## What to do
Reproduce the material from its start through the line containing "423;280;461;332", requests included, and shift every bounding-box coordinate in the answers by -31 while leaving the requests and their sample coordinates unchanged. Leave the pictures out of your answer.

## Exercise data
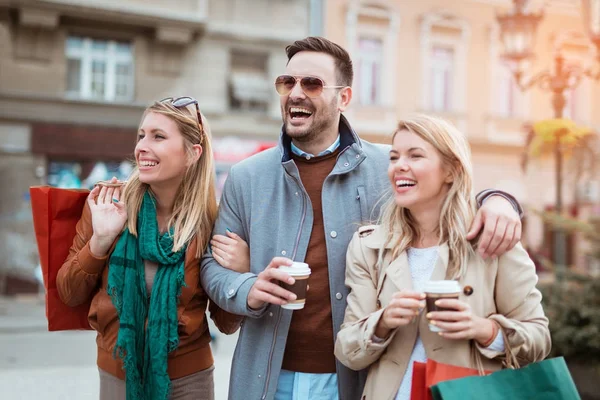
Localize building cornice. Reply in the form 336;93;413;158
0;0;207;30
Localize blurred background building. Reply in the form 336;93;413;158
0;0;322;294
324;0;600;272
0;0;600;294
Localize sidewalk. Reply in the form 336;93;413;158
0;296;237;400
0;295;48;334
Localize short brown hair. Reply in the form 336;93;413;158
285;36;354;86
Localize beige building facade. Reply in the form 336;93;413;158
0;0;322;293
324;0;600;265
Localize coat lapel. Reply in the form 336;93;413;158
385;251;413;290
431;244;448;281
419;244;449;361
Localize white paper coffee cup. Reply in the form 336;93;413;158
278;261;311;310
423;280;461;332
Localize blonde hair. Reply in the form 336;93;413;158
379;115;476;279
123;102;217;257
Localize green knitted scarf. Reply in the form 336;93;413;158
107;192;185;400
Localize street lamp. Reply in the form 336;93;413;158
496;0;600;266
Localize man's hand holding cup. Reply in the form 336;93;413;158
247;257;296;310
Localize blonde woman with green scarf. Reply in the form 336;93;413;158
57;97;249;400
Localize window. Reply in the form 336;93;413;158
66;36;134;101
496;61;522;117
358;38;383;105
229;51;272;112
430;46;454;111
420;12;471;113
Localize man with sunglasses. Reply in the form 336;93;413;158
202;37;521;400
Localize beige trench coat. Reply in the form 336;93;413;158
335;226;551;400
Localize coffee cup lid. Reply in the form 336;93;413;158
423;280;460;293
279;261;310;276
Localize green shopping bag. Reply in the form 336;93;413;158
431;357;581;400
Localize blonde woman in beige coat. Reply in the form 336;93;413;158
335;115;550;400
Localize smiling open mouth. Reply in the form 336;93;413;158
396;179;417;187
290;107;313;119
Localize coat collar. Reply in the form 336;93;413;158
362;225;449;290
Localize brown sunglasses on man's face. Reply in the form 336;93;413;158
159;96;204;144
275;75;346;99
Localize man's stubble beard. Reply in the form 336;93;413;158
286;97;337;143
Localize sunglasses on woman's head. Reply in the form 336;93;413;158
275;75;346;98
159;96;204;144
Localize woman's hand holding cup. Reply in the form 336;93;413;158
375;290;425;338
426;299;494;344
87;178;127;257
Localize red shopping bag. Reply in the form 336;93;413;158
29;186;92;331
410;359;491;400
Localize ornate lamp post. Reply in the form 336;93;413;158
497;0;600;266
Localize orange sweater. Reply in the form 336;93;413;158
56;204;243;379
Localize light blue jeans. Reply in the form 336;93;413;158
275;369;339;400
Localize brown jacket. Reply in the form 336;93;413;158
56;204;242;379
335;227;550;400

## Response
Localize building cornice. Reply in the form 336;93;413;158
-31;-31;176;-1
Localize blurred background building. Reply in the form 336;93;413;158
-31;-31;291;263
293;-31;569;241
-31;-31;569;263
Localize sidewalk. Reply in the form 336;93;413;158
-31;265;206;369
-31;264;17;303
Localize short brown hair. Reply in the form 336;93;413;158
254;5;323;55
Localize beige building facade. Reply in the form 336;93;413;158
-31;-31;291;262
293;-31;569;234
Localize coat lapel. Reply in the form 336;93;413;158
354;220;382;259
400;213;417;250
388;213;418;330
Localize white paper coffee cup. Reply in the form 336;93;413;158
247;230;280;279
392;249;430;301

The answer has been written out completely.